DATA FOR THIS TASK: Begin
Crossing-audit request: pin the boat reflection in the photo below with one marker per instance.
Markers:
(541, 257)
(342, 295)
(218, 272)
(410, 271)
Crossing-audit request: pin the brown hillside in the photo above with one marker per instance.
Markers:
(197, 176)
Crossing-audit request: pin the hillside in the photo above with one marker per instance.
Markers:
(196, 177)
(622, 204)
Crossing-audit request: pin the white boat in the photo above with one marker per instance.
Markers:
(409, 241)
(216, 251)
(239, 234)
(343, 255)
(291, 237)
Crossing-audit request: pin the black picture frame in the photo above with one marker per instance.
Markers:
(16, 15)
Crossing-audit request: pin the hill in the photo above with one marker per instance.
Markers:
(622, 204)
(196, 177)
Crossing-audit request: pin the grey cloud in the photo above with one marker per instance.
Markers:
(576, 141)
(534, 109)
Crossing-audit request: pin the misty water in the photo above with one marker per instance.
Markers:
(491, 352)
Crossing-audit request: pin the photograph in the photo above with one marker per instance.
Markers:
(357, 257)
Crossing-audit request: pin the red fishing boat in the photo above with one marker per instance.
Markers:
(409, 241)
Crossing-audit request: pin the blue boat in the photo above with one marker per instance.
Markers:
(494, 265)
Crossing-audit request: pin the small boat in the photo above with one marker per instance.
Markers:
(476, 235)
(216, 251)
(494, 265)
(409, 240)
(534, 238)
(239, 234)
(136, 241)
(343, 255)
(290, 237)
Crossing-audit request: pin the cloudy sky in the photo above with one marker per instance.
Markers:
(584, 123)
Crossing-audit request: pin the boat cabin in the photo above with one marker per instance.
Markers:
DATA FOR THIS TASK: End
DATA FOR THIS TASK: Begin
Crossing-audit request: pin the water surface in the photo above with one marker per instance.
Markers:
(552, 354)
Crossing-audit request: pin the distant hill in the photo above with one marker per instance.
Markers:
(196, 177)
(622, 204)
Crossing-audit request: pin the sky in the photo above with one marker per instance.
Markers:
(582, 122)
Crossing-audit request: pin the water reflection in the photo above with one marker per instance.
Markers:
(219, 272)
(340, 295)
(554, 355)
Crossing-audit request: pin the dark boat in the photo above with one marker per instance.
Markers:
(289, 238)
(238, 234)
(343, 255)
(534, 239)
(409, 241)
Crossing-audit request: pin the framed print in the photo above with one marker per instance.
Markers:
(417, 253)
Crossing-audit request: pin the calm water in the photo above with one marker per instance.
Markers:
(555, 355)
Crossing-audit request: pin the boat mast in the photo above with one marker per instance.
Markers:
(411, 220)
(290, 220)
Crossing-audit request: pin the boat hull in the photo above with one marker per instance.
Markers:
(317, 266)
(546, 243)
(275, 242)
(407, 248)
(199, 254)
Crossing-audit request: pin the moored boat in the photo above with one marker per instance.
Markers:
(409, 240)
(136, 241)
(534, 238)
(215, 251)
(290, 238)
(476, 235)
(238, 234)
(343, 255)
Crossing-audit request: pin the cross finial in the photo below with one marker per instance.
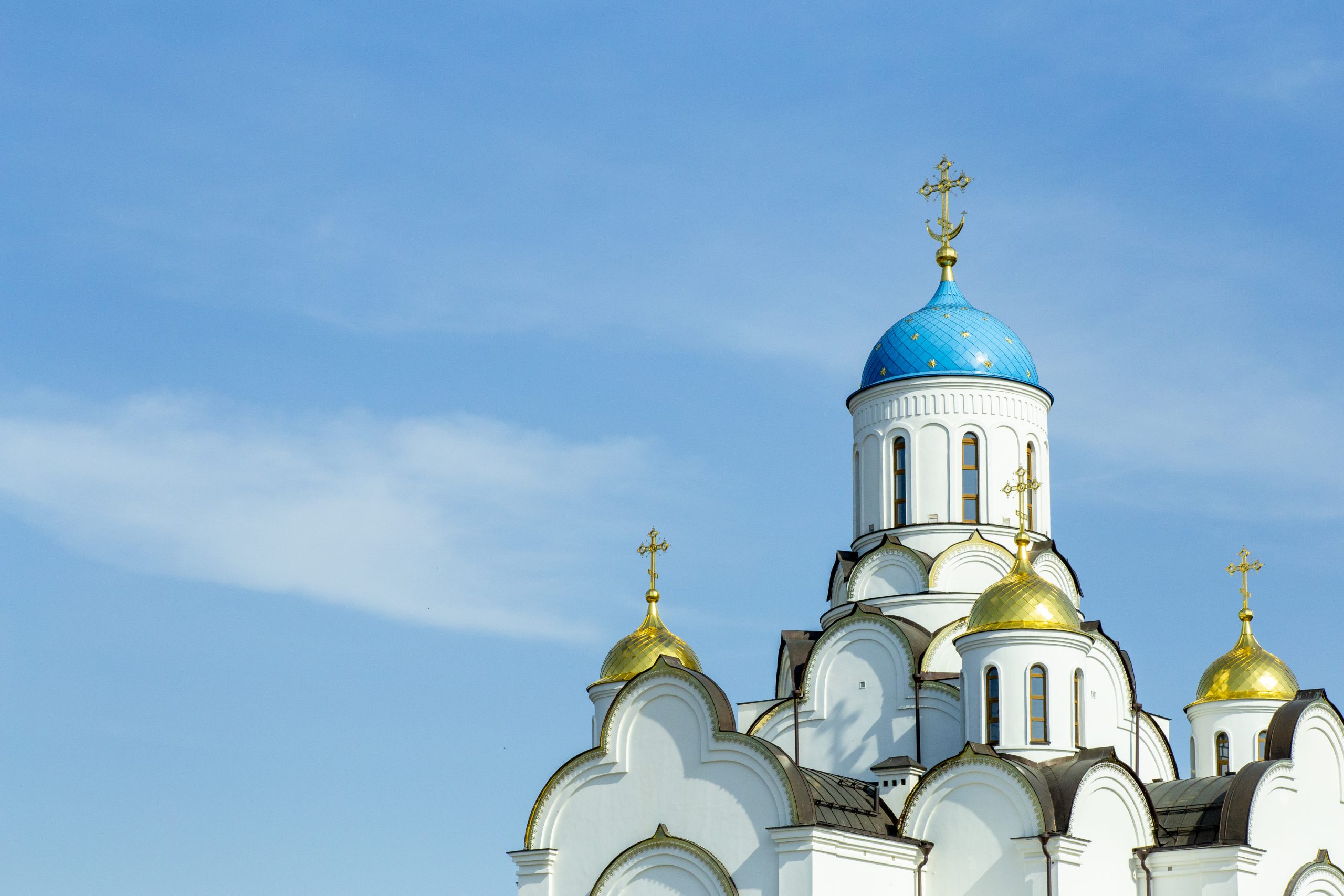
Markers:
DATA FOR THIS TASK: End
DATA FOR THIS TASK: Begin
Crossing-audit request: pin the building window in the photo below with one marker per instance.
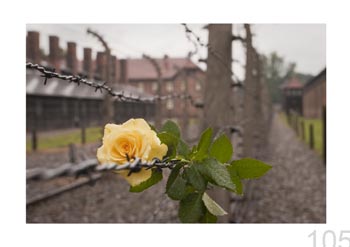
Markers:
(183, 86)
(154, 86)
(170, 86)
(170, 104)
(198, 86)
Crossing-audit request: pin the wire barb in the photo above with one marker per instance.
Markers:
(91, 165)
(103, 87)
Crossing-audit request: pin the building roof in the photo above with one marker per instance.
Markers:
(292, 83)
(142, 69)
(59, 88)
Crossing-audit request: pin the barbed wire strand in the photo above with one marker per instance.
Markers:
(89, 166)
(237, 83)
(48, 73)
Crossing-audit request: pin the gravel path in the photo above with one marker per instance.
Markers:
DATA FOR THIS TASK: End
■ TASK DETAILS ■
Every line in the data above that contains "reflection" needs to be copied.

■ RESPONSE ■
Crossing-audit request: pin the boat reflection in the photo below with one marker per instance.
Crossing-audit request: pin the water reflection in the photo above with one marker per instance.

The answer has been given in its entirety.